DIRECTION: Can you rewrite the lines from the line with "[tag] brown soil (a dot for each instance)" through the last line, changing "Emitted" to "Predicted" and leaving everything else the same?

___ RECORD EXTRACTS ___

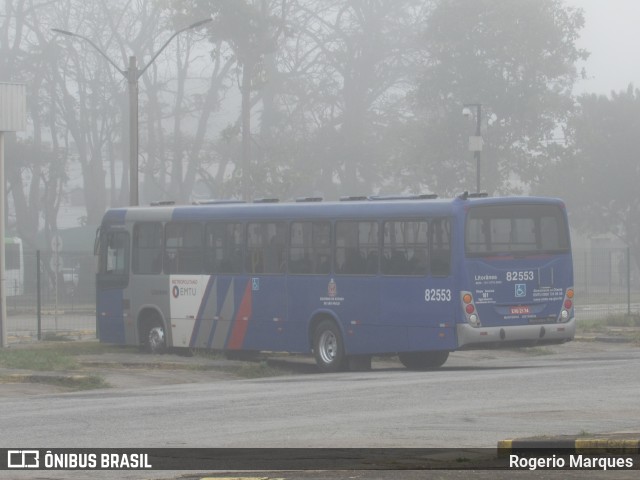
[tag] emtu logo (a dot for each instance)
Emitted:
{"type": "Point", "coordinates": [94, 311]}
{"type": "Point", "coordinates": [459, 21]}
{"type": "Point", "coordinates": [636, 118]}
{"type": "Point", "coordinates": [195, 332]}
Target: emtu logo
{"type": "Point", "coordinates": [23, 459]}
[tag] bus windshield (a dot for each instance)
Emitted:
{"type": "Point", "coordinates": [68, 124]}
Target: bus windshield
{"type": "Point", "coordinates": [516, 230]}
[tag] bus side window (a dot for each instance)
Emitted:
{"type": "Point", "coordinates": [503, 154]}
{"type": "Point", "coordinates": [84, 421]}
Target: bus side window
{"type": "Point", "coordinates": [147, 247]}
{"type": "Point", "coordinates": [223, 248]}
{"type": "Point", "coordinates": [265, 247]}
{"type": "Point", "coordinates": [405, 246]}
{"type": "Point", "coordinates": [440, 247]}
{"type": "Point", "coordinates": [183, 248]}
{"type": "Point", "coordinates": [356, 250]}
{"type": "Point", "coordinates": [310, 248]}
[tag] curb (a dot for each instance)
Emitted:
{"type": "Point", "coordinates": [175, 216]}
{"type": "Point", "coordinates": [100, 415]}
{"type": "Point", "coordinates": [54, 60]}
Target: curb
{"type": "Point", "coordinates": [627, 443]}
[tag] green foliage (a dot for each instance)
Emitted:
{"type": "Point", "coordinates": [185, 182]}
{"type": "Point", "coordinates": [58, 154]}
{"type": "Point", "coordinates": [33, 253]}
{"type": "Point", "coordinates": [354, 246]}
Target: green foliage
{"type": "Point", "coordinates": [515, 58]}
{"type": "Point", "coordinates": [599, 167]}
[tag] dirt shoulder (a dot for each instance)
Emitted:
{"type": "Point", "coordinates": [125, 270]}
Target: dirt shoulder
{"type": "Point", "coordinates": [95, 366]}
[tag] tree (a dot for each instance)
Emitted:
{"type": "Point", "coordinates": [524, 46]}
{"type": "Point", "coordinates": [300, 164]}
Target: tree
{"type": "Point", "coordinates": [599, 169]}
{"type": "Point", "coordinates": [517, 59]}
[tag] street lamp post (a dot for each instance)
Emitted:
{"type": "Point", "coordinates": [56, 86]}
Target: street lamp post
{"type": "Point", "coordinates": [132, 75]}
{"type": "Point", "coordinates": [475, 143]}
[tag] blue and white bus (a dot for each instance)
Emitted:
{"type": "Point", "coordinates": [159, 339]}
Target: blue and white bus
{"type": "Point", "coordinates": [418, 277]}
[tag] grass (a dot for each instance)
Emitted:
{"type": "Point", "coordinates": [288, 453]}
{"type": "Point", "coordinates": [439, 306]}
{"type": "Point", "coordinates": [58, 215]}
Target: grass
{"type": "Point", "coordinates": [57, 356]}
{"type": "Point", "coordinates": [258, 370]}
{"type": "Point", "coordinates": [602, 324]}
{"type": "Point", "coordinates": [37, 359]}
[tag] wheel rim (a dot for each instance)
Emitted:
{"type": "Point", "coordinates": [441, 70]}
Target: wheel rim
{"type": "Point", "coordinates": [156, 338]}
{"type": "Point", "coordinates": [328, 347]}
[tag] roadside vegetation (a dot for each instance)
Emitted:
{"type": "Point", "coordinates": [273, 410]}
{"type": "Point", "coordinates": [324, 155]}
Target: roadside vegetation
{"type": "Point", "coordinates": [623, 327]}
{"type": "Point", "coordinates": [53, 362]}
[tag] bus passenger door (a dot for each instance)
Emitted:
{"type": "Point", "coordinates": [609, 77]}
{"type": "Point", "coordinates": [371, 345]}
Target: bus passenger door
{"type": "Point", "coordinates": [111, 280]}
{"type": "Point", "coordinates": [262, 309]}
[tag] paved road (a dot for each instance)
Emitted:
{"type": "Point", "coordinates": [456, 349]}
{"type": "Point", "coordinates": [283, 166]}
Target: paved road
{"type": "Point", "coordinates": [476, 400]}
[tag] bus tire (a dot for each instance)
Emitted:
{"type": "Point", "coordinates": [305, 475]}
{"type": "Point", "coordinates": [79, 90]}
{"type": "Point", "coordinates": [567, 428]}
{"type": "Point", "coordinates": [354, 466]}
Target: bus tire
{"type": "Point", "coordinates": [423, 360]}
{"type": "Point", "coordinates": [154, 338]}
{"type": "Point", "coordinates": [328, 347]}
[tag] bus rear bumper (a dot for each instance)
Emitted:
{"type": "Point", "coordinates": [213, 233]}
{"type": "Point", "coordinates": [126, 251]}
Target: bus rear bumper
{"type": "Point", "coordinates": [483, 337]}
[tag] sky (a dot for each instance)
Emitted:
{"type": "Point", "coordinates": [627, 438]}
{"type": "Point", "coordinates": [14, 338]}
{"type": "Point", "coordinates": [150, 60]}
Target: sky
{"type": "Point", "coordinates": [612, 35]}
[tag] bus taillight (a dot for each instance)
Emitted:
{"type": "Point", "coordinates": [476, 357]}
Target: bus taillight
{"type": "Point", "coordinates": [567, 305]}
{"type": "Point", "coordinates": [470, 309]}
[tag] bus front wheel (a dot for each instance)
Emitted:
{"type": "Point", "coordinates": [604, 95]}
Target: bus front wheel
{"type": "Point", "coordinates": [423, 360]}
{"type": "Point", "coordinates": [155, 341]}
{"type": "Point", "coordinates": [328, 347]}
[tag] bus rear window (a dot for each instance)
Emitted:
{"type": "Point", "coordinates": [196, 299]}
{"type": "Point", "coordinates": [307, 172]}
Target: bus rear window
{"type": "Point", "coordinates": [516, 229]}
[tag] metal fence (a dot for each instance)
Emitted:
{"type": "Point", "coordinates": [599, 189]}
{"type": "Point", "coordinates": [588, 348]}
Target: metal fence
{"type": "Point", "coordinates": [607, 282]}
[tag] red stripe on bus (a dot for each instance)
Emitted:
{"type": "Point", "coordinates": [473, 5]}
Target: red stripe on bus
{"type": "Point", "coordinates": [241, 322]}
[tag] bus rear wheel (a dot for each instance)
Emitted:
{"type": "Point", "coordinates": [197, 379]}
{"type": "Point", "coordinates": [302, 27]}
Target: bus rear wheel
{"type": "Point", "coordinates": [423, 360]}
{"type": "Point", "coordinates": [328, 347]}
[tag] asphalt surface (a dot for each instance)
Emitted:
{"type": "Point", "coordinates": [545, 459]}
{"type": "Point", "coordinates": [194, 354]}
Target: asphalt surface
{"type": "Point", "coordinates": [129, 369]}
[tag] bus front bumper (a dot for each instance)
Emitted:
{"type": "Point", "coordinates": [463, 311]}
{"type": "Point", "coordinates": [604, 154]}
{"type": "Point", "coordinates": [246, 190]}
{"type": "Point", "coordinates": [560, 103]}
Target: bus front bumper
{"type": "Point", "coordinates": [483, 337]}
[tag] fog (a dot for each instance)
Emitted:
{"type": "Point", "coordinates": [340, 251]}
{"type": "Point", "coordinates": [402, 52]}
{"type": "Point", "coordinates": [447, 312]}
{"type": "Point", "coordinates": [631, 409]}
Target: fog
{"type": "Point", "coordinates": [323, 98]}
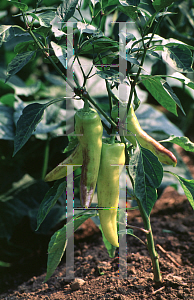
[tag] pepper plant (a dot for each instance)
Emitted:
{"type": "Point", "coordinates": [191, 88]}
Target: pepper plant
{"type": "Point", "coordinates": [119, 43]}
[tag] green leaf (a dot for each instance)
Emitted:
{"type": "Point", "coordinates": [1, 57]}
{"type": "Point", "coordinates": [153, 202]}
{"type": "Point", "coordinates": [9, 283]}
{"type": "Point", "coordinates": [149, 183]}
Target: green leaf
{"type": "Point", "coordinates": [183, 79]}
{"type": "Point", "coordinates": [8, 99]}
{"type": "Point", "coordinates": [7, 128]}
{"type": "Point", "coordinates": [182, 141]}
{"type": "Point", "coordinates": [73, 142]}
{"type": "Point", "coordinates": [188, 187]}
{"type": "Point", "coordinates": [6, 33]}
{"type": "Point", "coordinates": [178, 56]}
{"type": "Point", "coordinates": [147, 173]}
{"type": "Point", "coordinates": [61, 53]}
{"type": "Point", "coordinates": [66, 10]}
{"type": "Point", "coordinates": [58, 242]}
{"type": "Point", "coordinates": [161, 4]}
{"type": "Point", "coordinates": [112, 75]}
{"type": "Point", "coordinates": [31, 116]}
{"type": "Point", "coordinates": [21, 6]}
{"type": "Point", "coordinates": [19, 61]}
{"type": "Point", "coordinates": [129, 10]}
{"type": "Point", "coordinates": [25, 47]}
{"type": "Point", "coordinates": [50, 199]}
{"type": "Point", "coordinates": [46, 17]}
{"type": "Point", "coordinates": [170, 91]}
{"type": "Point", "coordinates": [157, 88]}
{"type": "Point", "coordinates": [98, 45]}
{"type": "Point", "coordinates": [43, 31]}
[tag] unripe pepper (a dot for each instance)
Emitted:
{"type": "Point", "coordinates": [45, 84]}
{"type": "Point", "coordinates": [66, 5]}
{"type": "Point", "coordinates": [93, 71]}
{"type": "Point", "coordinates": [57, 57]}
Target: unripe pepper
{"type": "Point", "coordinates": [112, 157]}
{"type": "Point", "coordinates": [164, 155]}
{"type": "Point", "coordinates": [88, 127]}
{"type": "Point", "coordinates": [61, 170]}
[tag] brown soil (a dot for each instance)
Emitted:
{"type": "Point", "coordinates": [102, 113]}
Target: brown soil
{"type": "Point", "coordinates": [96, 274]}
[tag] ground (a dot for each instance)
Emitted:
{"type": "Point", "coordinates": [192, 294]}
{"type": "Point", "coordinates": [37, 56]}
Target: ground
{"type": "Point", "coordinates": [96, 277]}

___

THE COMPLETED TASK:
[tag] brown soil (a dot for each instance)
Predicted:
{"type": "Point", "coordinates": [102, 113]}
Target: brown soil
{"type": "Point", "coordinates": [96, 274]}
[tag] ground (a dot for each instance)
Predicted:
{"type": "Point", "coordinates": [192, 294]}
{"type": "Point", "coordinates": [37, 56]}
Target: ground
{"type": "Point", "coordinates": [96, 277]}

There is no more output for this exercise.